• What you will do:
1/ According to the movie review, who plays Novilee's mother?
2/ Copy the part of the movie review from "The actors are" up to and including "given Novilee.".

• Quoted text:
»»
Lots of things happen in this movie so it holds your interest
very well and avoids predictability. The director Matt Williams is
making his feature film debut but has done a great deal of television
work including the Roseanne show. He and his cinematographer and editor
do some really nifty work. A tornado scene is shot in such a way that
makes even the people in the audience grab the armrests and hang on for
dear life.
The actors are all wonderful and they bring vividly to life the
life experiences of many rural, working class women. Lexie has had five
kids looking for a decent man and then falls for another who turns out
to be a child molester; Sister Husband is a recovering alcoholic .
Even Novilee's mother (Sally Field in a cameo role), who abandoned her
when she was a kid shows up when she sees Novilee on television, only to
abandon her again when she gets her hands on the $500 Wal Mart had
given Novilee.
««
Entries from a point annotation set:
»»
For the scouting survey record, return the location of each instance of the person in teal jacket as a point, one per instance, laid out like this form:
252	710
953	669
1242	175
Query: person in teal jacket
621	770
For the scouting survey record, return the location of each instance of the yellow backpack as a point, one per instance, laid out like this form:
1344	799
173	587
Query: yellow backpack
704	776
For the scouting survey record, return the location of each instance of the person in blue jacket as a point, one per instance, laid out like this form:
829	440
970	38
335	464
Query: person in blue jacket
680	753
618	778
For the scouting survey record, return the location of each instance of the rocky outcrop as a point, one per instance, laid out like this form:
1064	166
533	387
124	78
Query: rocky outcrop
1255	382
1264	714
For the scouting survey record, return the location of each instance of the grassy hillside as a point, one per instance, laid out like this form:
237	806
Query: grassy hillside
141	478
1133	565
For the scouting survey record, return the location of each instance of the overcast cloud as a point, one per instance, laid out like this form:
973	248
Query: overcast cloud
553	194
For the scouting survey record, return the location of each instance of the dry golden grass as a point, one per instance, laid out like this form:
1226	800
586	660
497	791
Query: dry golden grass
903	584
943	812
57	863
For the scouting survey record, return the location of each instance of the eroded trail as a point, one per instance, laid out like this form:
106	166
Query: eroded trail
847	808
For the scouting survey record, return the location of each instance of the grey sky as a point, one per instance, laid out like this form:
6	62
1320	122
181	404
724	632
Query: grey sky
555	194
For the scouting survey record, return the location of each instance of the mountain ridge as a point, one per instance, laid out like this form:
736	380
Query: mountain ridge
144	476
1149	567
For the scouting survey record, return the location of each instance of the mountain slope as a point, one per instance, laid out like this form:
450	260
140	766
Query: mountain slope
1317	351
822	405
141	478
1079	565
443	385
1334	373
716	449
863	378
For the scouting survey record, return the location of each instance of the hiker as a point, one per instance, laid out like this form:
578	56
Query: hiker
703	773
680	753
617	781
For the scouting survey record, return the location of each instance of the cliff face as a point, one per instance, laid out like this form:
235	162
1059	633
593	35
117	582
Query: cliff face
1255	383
««
»»
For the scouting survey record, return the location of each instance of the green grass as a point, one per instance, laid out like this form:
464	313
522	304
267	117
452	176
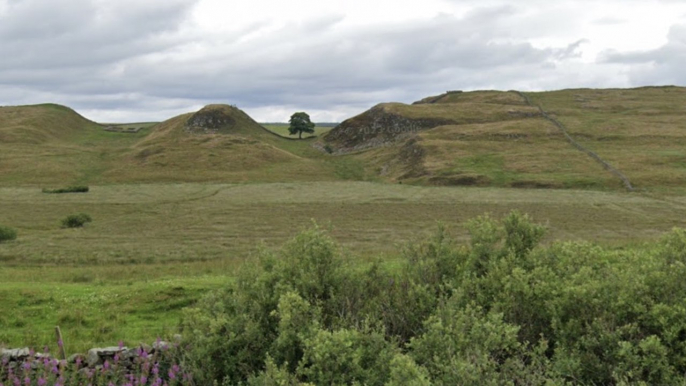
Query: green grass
««
• The solutions:
1/ Sally Field, in a cameo role.

2/
The actors are all wonderful and they bring vividly to life the
life experiences of many rural, working class women. Lexie has had five
kids looking for a decent man and then falls for another who turns out
to be a child molester; Sister Husband is a recovering alcoholic .
Even Novilee's mother (Sally Field in a cameo role), who abandoned her
when she was a kid shows up when she sees Novilee on television, only to
abandon her again when she gets her hands on the $500 Wal Mart had
given Novilee.